Please revise the data from the line with "like point(360, 120)." up to and including the line with "point(396, 59)" by changing "queried phrase" to "requested phrase". Return only those lines, with nothing else altered.

(Excerpts from point annotation data)
···

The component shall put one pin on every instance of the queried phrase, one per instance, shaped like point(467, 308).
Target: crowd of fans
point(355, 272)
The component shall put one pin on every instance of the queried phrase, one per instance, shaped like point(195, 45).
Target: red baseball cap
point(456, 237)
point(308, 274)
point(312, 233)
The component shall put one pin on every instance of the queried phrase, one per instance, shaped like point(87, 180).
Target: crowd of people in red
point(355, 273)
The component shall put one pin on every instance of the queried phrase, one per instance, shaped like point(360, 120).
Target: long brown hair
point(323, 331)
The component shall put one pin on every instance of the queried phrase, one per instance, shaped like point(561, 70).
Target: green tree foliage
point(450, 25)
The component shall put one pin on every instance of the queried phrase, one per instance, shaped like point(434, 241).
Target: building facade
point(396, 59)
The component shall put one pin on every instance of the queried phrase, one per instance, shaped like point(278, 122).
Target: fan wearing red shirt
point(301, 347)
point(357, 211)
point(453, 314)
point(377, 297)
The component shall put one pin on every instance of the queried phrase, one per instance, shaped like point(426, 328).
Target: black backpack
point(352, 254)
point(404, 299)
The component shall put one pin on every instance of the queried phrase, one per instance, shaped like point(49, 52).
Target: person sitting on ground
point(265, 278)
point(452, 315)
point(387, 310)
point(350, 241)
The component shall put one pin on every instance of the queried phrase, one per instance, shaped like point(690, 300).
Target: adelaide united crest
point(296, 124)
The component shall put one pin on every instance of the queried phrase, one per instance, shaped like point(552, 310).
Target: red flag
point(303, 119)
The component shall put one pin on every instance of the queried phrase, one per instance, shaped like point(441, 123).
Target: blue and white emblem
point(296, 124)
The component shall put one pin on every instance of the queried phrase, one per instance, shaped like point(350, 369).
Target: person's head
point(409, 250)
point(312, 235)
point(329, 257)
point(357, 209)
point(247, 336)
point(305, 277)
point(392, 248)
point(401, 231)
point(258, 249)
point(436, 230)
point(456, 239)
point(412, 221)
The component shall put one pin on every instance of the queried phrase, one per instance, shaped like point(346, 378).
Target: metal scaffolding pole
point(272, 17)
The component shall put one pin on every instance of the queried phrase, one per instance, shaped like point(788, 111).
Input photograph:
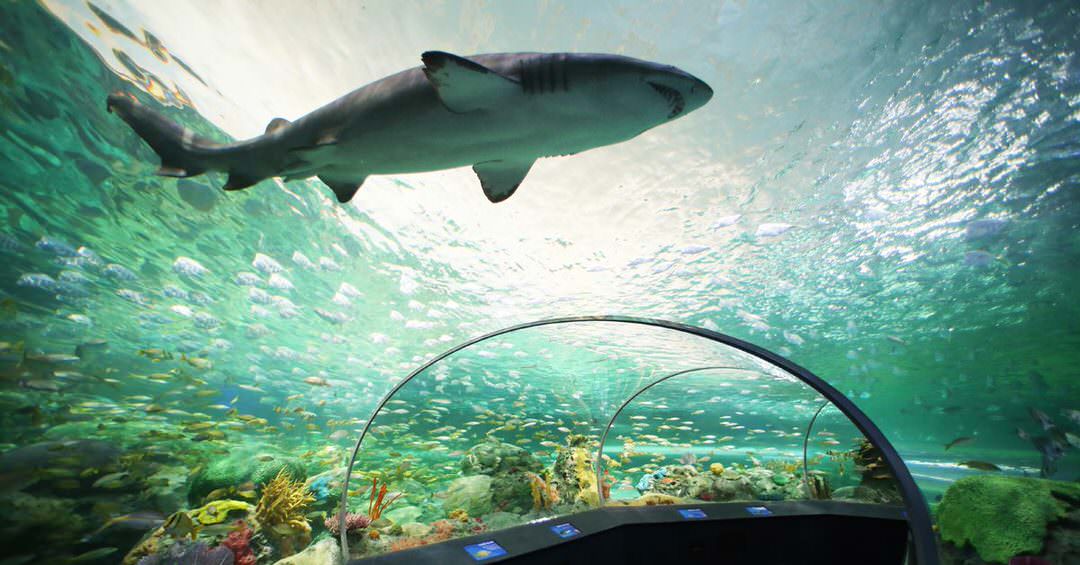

···

> **SOLUTION**
The component shall put one pin on every instance of the requested phrase, one per instance, shaped like point(360, 120).
Target: long brown hair
point(323, 331)
The component shall put one pin on every instance of the requested phrase, one per instance, shaped like point(561, 70).
Target: green tree foliage
point(450, 25)
The component shall put one pin on every instance of the requested phrase, one per instance, shaped like point(434, 241).
Target: building facade
point(396, 59)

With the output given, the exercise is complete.